Repsol and Petronas are on track to drill the much-anticipated Rencong-1X wildcat in the frontier deep waters of Indonesia’s North Sumatra basin.
The region, which is essentially undrilled, offers the potential for big gas discoveries. Indeed, if successful, the wildcat could help unlock the deeper areas of basin, which sits on the northern part of Sumatra island stretching from onshore Indonesia to the deeper sections of the Andaman Sea.
Having secured a drillship, Repsol and Petronas, armed with extensive seismic data integrated with prospects and leads, are planning to drill Rencong-1X later this year offshore Aceh. The probe is targeting potential giant gas pockets in the Andaman III exploration Block in waters 1500 meters deep. The wildcat was due to be drilled in 2019 but was delayed due to a farm-in process that saw Petronas take a 51% stake in the block. A plan to drill in 2020 was derailed by the COVID pandemic.
Crucially, only a few wells have been drilled in the deeper areas of the basin, but none of them confirmed a commercial discovery. The nearest wells to Rencong-1X are Emerald-1, drilled by Eni in 2008, and Bundong Jeumpa-1, drilled by Lasmo in 2000. Neither well gave any encouragement as to the presence of good reservoirs or hydrocarbons, beyond relatively normal minor amounts of gas in thin sands.
The entire Andaman Sea area from Aceh to the Gulf of Martaban (Myanmar), which includes the North Sumatra basin in the south, has no known oil generating source rocks. Only gas accumulations, such as Arun and Yetagun, are known. Therefore, a deep-water gas accumulation is possible, but the presence of good reservoir is a major risk.
“I suspect that this wildcat well must be judged as very high risk when assessing its chances of finding a commercial hydrocarbon discovery. It has become unusual to see such a high-risk well being drilled in the Southeast Asia region. So, it’s great to see a well like this being drilled, but very few companies would fund such an exploit,” a geologist focused on Southeast Asia, told Energy Voice.
Significantly, the success of this well could open up many petroleum plays in the deeper sections, which are already estimated to hold a majority of the gas resources in the basin, said Sohini Chatterjee, an upstream analyst at Rystad Energy.
Moreover, a commercial discovery could pave the way for more companies, such as Premier Oil, Mubadala Development and BP, to explore the relatively untouched deeper plays in the country, that has so far been characterised by discoveries made primarily in the shallow waters and onshore plays, said Chatterjee.
“Exploration drilling started in the basin in the late 1900s with multiple oil and gas discoveries registered in the fluvial-deltaic sandstones and shallow marine limestone reservoirs. The deep-water petroleum plays, however, have remained relatively unexplored even though geophysical studies and seismic image interpretations have indicated the presence of multiple working petroleum systems in the deeper section of the basin, capable of holding movable hydrocarbons within them,” said Chatterjee.

(Data items)
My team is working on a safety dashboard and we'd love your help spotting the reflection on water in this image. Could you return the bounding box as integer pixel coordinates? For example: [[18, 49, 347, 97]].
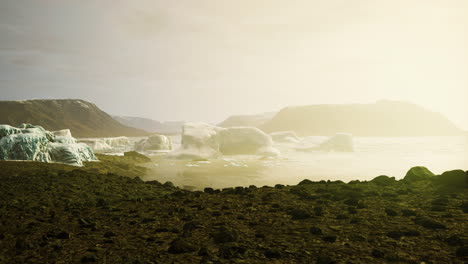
[[145, 137, 468, 189]]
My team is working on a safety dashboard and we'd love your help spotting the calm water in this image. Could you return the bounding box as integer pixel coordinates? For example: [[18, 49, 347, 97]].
[[145, 137, 468, 189]]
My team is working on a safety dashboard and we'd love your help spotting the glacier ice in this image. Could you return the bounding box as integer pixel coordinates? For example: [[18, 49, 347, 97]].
[[169, 123, 280, 159], [296, 133, 354, 152], [78, 137, 132, 152], [0, 124, 97, 166], [319, 133, 354, 152], [135, 134, 172, 151], [270, 131, 299, 143]]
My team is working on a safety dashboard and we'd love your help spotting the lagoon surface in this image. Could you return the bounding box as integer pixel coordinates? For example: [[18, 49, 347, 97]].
[[140, 136, 468, 189]]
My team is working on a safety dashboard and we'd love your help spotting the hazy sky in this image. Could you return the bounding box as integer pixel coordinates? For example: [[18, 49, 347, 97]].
[[0, 0, 468, 129]]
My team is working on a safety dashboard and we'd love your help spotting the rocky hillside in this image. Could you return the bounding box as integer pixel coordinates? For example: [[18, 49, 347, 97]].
[[112, 116, 185, 134], [218, 112, 276, 127], [261, 101, 462, 136], [0, 99, 147, 137]]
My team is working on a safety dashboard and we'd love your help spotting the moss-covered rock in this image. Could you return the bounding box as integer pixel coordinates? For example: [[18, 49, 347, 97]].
[[404, 166, 435, 182]]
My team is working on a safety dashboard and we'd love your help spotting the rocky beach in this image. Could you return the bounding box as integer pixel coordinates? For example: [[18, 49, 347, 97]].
[[0, 152, 468, 263]]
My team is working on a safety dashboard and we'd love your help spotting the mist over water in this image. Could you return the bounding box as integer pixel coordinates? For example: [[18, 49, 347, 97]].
[[144, 136, 468, 189]]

### ACTIVITIES
1 - In the article on the Rencong-1X wildcat, reproduce the part that opens with the words containing "Significantly, the success" and closes with "at Rystad Energy.", switching "majority" to "large share".
2 - According to the Rencong-1X article, what stake did Petronas take in the Andaman III exploration Block?
3 - Write the next part of the article on the Rencong-1X wildcat, picking up after its final sentence.
None of the records is needed for the work here.

### TASK-BY-TASK ANSWERS
1 -
Significantly, the success of this well could open up many petroleum plays in the deeper sections, which are already estimated to hold a large share of the gas resources in the basin, said Sohini Chatterjee, an upstream analyst at Rystad Energy.

2 - Petronas took a 51% stake in the block.

3 -
Repsol and Petronas have identified four possible petroleum play segments through 3D
seismic surveys in the 8,000 sq km block, namely the late Eocene-Oligocene platform limestones, the Oligocene sandstones, the Miocene carbonates, and the Mio-Pliocene thrust bound clastics.
“Based on the seismic patterns and other geological underprints, the carbonates are interpreted to be deposited under calm shallow-water carbonate ramps accumulated
on structural highs during the Eocene-Oligocene time during which major structural deformations took place in the basin,” said Chatterjee.
However, the Rencong-1X well mainly targets the Eocene-Oligocene carbonate buildups on the basement highs surrounded by marine shales.
Other than the Rencong-1X well, two more exploration wells are planned to be drilled in the deeper parts of the basin. One exploration well will be drilled on the Andaman II block, which is operated by Premier Oil, on behalf of its partners Mubadala Development and BP. Mubadala is also planning a probe on its South Andaman Block, which it shares with Premier Oil. Both exploration wells target similar carbonate reservoirs as the Rencong-1X wildcat. However, the spudding of these exploration wells will be highly dependent on the results of the Rencong-1X well, cautioned Chatterjee.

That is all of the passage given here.